Read and seperate CSV data

54 visualizzazioni (ultimi 30 giorni)
Dan Howard
Dan Howard il 8 Feb 2016
Commentato: Noam Greenboim il 21 Mag 2020
Hello everyone,
Im back again with a simple question which I cant fathom out.
Have a CSV file that Im writing a script to:
  1. open and read the file
  2. seperate the data i.e have tail in column A, type_ref in column B, date in column C etc
  3. plot against date and amp
% [data, txtdata] = xlsread('Radial.csv');
length = size(data);
length = length(1,1);
rowoffset = 11 % from first csv row of numerical data
I hope this makes sense as I don't know how else to explain this:
The first current line puts the csv into a [64x1] cell but does not seperate the data.
eg.
'tail,type_ref,datetime,seq,seq_no,sys_ref,ref,reg_ref,res_seq,ci_ref,chan_ref,component_ref,passband_ref,amp'
'FPG123,FLYDATA,2013-12-16 11:21:51.110,3,3,FLYDATA Engines,FLYDATA 170 No 1 Engine (9),FLYDATA Engine Ground,7,FLYDATA SERIAL1,FLYDATA No 1 Engine Radial,FLYDATA No 1 Engine Shaft ,FLYDATA No Freq Passband,0.72825962305069'
The above example shows all the headings in one row and column whilse all the other data follows under from row two onwards.
I have been trying to get the data to show in either seperate cells ie:
tail type_ref datetime seq etc......... ( 14 columns altogether)
FPG123 FLYDATA 2013-12-16 11:21:51.110 3
FPG126 FLYDATA 2014-12-17 11:28:32.101 3
FPG128 FLYDATA 2015-12-02 11:28:47.100 3
I have tried using the delimiter by calling each heading as in :
% [tail type_ref datetime seq] = csvimport('Radial.csv', columns, [1:4],'delimiter',',') % only for 4 headings and data
or show all the data on one sheet. Really could appreciate some help on this. Many thanks.
  5 Commenti
Stephen23
Stephen23 il 9 Feb 2016
Modificato: Stephen23 il 9 Feb 2016
Here is an almost identical question, where each line was written as one string between quotation marks (and the user also thought it was a CSV file):
What tool creates these terrible file formats? Who writes something that can't even get a CSV file right, and is so buggy that it places the whole line within one set of quotation marks (and ignored fields that really were strings). Very puzzling.
dpb
dpb il 9 Feb 2016
Modificato: dpb il 9 Feb 2016
I don't know, but my first guess would be Excel if somebody pasted the whole thing record-by-record into a column without using the import tool to split columns...I think that's what it would then do on output to csv as each cell would have to be a string.
Well, let's just try...hmmm, ok, that's what happens excepting--this version of Excel, at least, used double quotes instead of single ones as the delimiter. Not sure if that's a user-settable option or dependent on locale, maybe.

**RECORDS PROVIDED:**
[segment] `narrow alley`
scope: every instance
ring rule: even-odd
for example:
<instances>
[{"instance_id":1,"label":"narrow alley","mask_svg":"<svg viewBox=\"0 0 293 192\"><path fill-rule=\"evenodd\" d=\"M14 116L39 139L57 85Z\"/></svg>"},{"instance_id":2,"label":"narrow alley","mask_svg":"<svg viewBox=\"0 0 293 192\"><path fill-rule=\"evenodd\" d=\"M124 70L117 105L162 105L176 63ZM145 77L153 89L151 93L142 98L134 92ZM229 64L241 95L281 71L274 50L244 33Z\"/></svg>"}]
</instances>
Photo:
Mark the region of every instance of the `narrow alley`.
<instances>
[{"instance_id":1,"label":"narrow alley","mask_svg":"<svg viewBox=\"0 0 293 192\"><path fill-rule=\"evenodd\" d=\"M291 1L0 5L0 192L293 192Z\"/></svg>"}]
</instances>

**APPLY WHAT YOU READ:**
**a.** In the CSV forum thread, how many columns does the poster say the data has altogether?
**b.** Pick up the CSV forum thread after its last sentence and continue it.

**RESPONSES FOR EACH TASK:**
**a.** 14 columns.

**b.**
Accedi per commentare.

Risposte (2)

Walter Roberson
Walter Roberson il 15 Feb 2016
You have a problem that your file (at least the fixedtest.csv that you posted) is UTF-16 Little Endian, which is an encoding format that MATLAB does not support. It needs to be translated. I wrote a routine that detects UTF encoding and offers a conversion routine from bytes; I have attached the source.
Using that routine:
input_file = 'fixedtest.csv';
[file_encoding, bytes_per_char, BOM_size, bytes2char] = detect_UTF_encoding(input_file);
if isempty(file_encoding)
error('No usable input file');
end
fid = fopen(input_file,'rt');
fread(fid, [1, BOM_size], '*uint8'); %skip the Byte Order Mark
thisbuffer = fgets(fid);
extra = mod(length(thisbuffer), bytes_per_char);
if extra ~= 0
%in little-endian modes, newline would be found in first byte and the 0's after need to be read
thisbuffer = [thisbuffer, fread(fid, [1, bytes_per_char - extra], '*uint8')];
end
thisline = bytes2char(thisbuffer);
data_cell = textscan(thisline, '%s', 'delimiter', ','); %will ignore the end of lines
header_fields = reshape(data_cell{1}, 1, []);
num_field = length(header_fields);
thisbuffer = fread(fid, [1 inf], '*uint8');
extra = mod(length(thisbuffer), bytes_per_char);
if extra ~= 0
thisbuffer = [thisbuffer, zeros(1, bytes_per_char - extra, 'uint8')];
end
thisline = bytes2char(thisbuffer);
fmt = repmat('%s', 1, num_field);
data_cell = textscan(thisline, fmt, 'delimiter', ',');
data_fields_text = horzcat(data_cell{:});
data_fields = data_fields_text;
data_fields(:,3) = num2cell(datenum(data_fields_text(:,3))); %or use datetime() instead of datenum
data_fields(:,4) = num2cell(str2double(data_fields_text(:,4)));
data_fields(:,5) = num2cell(str2double(data_fields_text(:,5)));
data_fields(:,9) = num2cell(str2double(data_fields_text(:,9)));
data_fields(:,13) = num2cell(str2double(data_fields_text(:,13)));
data_table = cell2table(data_fields, 'VariableNames', header_fields);
  4 Commenti
Noam Greenboim
Noam Greenboim il 21 Mag 2020
Here is a simple way I made to detect and write BOM to unicode files:
Usage:
CurrentBOM = BOM(UnicodeFileName, Encoding, FileToWrite)

Accedi per commentare.


dpb
dpb il 8 Feb 2016
Modificato: dpb il 8 Feb 2016
Your basic problem is the file was created as a text file of multiple strings which include the comma delimiters within them, not as a csv file, strictly speaking.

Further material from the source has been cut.